--- Information ---

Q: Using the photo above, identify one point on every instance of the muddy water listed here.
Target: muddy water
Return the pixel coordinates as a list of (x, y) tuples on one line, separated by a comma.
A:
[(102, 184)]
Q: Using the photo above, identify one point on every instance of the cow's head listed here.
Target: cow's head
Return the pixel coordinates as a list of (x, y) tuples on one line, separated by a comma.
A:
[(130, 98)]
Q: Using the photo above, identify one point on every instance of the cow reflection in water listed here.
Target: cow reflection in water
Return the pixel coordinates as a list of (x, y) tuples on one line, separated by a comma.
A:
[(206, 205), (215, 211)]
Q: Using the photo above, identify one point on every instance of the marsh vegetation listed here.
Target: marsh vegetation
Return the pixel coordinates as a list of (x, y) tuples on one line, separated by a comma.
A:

---
--- Information ---

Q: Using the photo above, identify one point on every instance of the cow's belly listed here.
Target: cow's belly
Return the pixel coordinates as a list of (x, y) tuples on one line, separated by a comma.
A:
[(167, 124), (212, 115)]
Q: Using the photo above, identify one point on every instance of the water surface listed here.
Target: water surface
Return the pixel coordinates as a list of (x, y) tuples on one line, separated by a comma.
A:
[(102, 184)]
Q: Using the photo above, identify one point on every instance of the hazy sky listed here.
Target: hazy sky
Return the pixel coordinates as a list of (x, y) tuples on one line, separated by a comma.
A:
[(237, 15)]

---

• _Goal of the exercise_
Only the lines containing the word "surface" should be returned from the data above.

• _Exercise response_
Q: Using the photo above, identify one point on every instance of the water surface listed here.
Target: water surface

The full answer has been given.